## The request
Quote every line below exactly as it reads.

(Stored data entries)

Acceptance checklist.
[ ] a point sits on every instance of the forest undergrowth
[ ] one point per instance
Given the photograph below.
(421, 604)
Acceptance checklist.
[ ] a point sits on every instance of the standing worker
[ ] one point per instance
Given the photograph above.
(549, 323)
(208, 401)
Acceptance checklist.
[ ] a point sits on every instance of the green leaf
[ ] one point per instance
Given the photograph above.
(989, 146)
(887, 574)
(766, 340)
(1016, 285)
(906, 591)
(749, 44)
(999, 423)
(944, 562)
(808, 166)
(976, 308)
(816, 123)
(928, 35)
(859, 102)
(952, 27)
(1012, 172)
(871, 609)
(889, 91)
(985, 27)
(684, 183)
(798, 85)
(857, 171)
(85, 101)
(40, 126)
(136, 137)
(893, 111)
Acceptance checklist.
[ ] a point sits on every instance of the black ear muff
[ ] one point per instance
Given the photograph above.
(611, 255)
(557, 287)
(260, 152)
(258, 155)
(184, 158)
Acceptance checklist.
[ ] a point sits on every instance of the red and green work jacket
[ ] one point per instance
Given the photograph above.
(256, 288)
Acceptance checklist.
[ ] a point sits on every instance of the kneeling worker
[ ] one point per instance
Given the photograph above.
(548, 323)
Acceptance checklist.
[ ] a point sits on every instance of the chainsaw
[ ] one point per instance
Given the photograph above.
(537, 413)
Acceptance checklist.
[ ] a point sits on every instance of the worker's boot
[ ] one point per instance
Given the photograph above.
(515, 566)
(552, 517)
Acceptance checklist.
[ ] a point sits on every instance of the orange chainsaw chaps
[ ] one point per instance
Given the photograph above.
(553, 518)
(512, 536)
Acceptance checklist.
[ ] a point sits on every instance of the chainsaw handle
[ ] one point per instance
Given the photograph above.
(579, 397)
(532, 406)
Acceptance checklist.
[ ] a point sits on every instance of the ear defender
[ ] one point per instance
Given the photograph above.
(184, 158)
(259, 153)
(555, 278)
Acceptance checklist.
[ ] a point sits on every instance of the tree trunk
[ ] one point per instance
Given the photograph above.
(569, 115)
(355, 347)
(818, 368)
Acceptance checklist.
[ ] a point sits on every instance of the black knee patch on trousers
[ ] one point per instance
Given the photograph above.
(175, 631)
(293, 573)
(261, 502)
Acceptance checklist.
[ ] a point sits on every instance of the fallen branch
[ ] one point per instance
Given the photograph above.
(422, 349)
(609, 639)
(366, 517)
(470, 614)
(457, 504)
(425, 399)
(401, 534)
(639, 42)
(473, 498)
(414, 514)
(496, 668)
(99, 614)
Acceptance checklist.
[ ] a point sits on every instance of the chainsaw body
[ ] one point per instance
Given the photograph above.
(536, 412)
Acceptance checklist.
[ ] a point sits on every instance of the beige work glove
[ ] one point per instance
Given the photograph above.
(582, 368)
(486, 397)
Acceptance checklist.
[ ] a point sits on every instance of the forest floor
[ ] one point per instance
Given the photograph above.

## The completed task
Acceptance checklist.
[ ] a point sits on every instance of the forest undergrowth
[ ] one point per instance
Given the photograph below.
(421, 604)
Acceptance checklist.
[ ] a point sits on every instance of the standing worker
[ ] one point per instance
Given the photograph above.
(549, 323)
(208, 401)
Acceptance checklist.
[ ] a point sits on every instance of the green leaf
[ ] one point per instance
Given the photograph above.
(989, 146)
(887, 574)
(766, 340)
(1016, 285)
(906, 591)
(749, 44)
(999, 423)
(944, 562)
(808, 166)
(976, 308)
(816, 123)
(928, 35)
(859, 102)
(952, 27)
(1012, 172)
(871, 609)
(889, 91)
(985, 27)
(684, 183)
(798, 85)
(857, 171)
(85, 101)
(40, 126)
(136, 137)
(893, 111)
Acceptance checklist.
[ ] a point sits on every instance of the black ear muff
[ ] one point per instance
Given the photograph above.
(611, 255)
(557, 287)
(260, 152)
(258, 155)
(184, 158)
Acceptance checklist.
[ ] a point sits on every instance of the red and green work jacket
[ ] one point per instance
Given the photograph above.
(256, 288)
Acceptance checklist.
[ ] a point sits on every instance of the kneeling worker
[ ] one point per instance
Given the photograph above.
(548, 323)
Acceptance checklist.
[ ] a point sits on every instance of the chainsaw
[ ] one point per instance
Given the photograph above.
(537, 413)
Acceptance checklist.
[ ] a point sits on every instance of the worker's boot
[ ] one point per instance
Given the photograph above.
(515, 566)
(552, 517)
Acceptance checklist.
[ ] a point sits on every instance of the orange chainsaw chaps
[ ] one point per instance
Given the photograph above.
(553, 518)
(512, 536)
Acceptance checklist.
[ ] a point sits on every instance of the chainsaw handle
[ ] one point per instance
Given the photograph above.
(579, 397)
(532, 406)
Acceptance checklist.
[ ] a point sits on every instance of the ear defender
[ ] one point per instance
Given the photograph above.
(184, 158)
(259, 153)
(555, 278)
Acceptance checklist.
[ ] a point sits on every instance of the tree trunk
[ ] one point per instance
Given the photograph above.
(569, 115)
(355, 347)
(818, 368)
Acceptance checklist.
[ ] a point sits on every instance of the black knee patch on trousers
[ ] one point per instance
Given the photograph above.
(175, 631)
(293, 573)
(261, 502)
Acceptance checklist.
[ ] a point sits on every instance of the fallen branch
[ ] one point per instance
Given the photograph above.
(422, 349)
(609, 639)
(366, 517)
(470, 614)
(457, 504)
(425, 399)
(401, 534)
(639, 42)
(473, 498)
(414, 514)
(496, 668)
(99, 614)
Acceptance checklist.
[ ] a point sits on every instance of the chainsaw body
[ ] one point per instance
Given the photograph above.
(536, 412)
Acceptance checklist.
[ ] a point sits on every instance of the beige work glove
[ ] one point per instance
Given the photograph above.
(582, 368)
(486, 397)
Acceptance checklist.
[ ] a point sits on every instance of the forest floor
[ ] one point per instance
Given the photograph above.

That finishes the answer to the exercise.